• TASK SET:
(1) In the taxidermy thread, retype the passage between "Everyone needs to" and "(Aug 6, 2007)", inclusive.
(2) In the taxidermy thread, what price range does ArtisticWhiteta say to expect for a shoulder mount?

• READING PASSAGE:
____

# inexpensive taxidermist in Denver, CO area?



## ArtisticWhiteta (Feb 18, 2009)

good and inexpensive?? Good luck with that. Expect to pay $325-$550 on a shoulder mount. Wish you were closer to Bama. Id love to have a chance to do a speed goat.


----------



## proskinnertts (Mar 8, 2005)

you can either have it done good, fast or cheap.

Pick one.


----------



## TimberlandTaxi (Aug 29, 2009)

proskinnertts said:


> you can either have it done good, fast or cheap.
> 
> Pick one.


Usually you get to pick two.


----------



## proskinnertts (Mar 8, 2005)

TimberlandTaxi said:


> Usually you get to pick two.


I couldnt remember if it was one or two


----------



## josh s. (Feb 9, 2008)

Everyone needs to make money, including the taxidermist. I am assuming you would be pi$$ed if they cut your pay because your employer was looking for inexpensive. Take it somewhere and pay the fee for christs sake.


----------



## Bowhuntr64 (Aug 6, 2007)

____

• DATASET CONTENT:
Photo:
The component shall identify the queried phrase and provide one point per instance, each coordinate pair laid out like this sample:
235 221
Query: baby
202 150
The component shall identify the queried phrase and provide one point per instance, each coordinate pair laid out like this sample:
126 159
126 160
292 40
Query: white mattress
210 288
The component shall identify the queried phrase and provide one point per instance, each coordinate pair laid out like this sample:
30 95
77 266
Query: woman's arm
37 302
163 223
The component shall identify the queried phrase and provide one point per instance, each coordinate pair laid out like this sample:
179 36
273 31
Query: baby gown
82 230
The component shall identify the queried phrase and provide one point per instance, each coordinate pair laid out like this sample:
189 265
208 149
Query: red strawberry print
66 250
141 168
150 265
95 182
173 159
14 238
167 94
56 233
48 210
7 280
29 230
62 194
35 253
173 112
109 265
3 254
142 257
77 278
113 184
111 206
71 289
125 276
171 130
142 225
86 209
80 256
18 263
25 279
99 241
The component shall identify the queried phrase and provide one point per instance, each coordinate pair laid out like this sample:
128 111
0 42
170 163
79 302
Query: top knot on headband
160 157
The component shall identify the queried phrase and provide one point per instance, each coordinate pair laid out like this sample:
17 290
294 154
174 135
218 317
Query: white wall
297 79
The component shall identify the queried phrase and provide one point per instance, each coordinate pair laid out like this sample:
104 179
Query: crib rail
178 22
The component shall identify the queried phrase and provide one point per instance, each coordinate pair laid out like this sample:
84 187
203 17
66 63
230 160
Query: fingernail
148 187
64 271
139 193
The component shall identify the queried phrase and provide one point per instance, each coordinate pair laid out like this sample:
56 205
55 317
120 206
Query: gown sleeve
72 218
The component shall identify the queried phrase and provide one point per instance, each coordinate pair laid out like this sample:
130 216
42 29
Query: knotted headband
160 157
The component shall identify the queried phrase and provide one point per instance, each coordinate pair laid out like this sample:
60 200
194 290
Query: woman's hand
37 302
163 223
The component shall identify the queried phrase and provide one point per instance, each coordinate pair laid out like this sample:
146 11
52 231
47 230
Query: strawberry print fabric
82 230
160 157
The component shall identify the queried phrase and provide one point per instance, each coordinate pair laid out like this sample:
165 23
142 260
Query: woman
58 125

____

• ANSWERS TO THE TASKS:
(1)
Everyone needs to make money, including the taxidermist. I am assuming you would be pi$$ed if they cut your pay because your employer was looking for inexpensive. Take it somewhere and pay the fee for christs sake.


----------



## Bowhuntr64 (Aug 6, 2007)

(2) $325-$550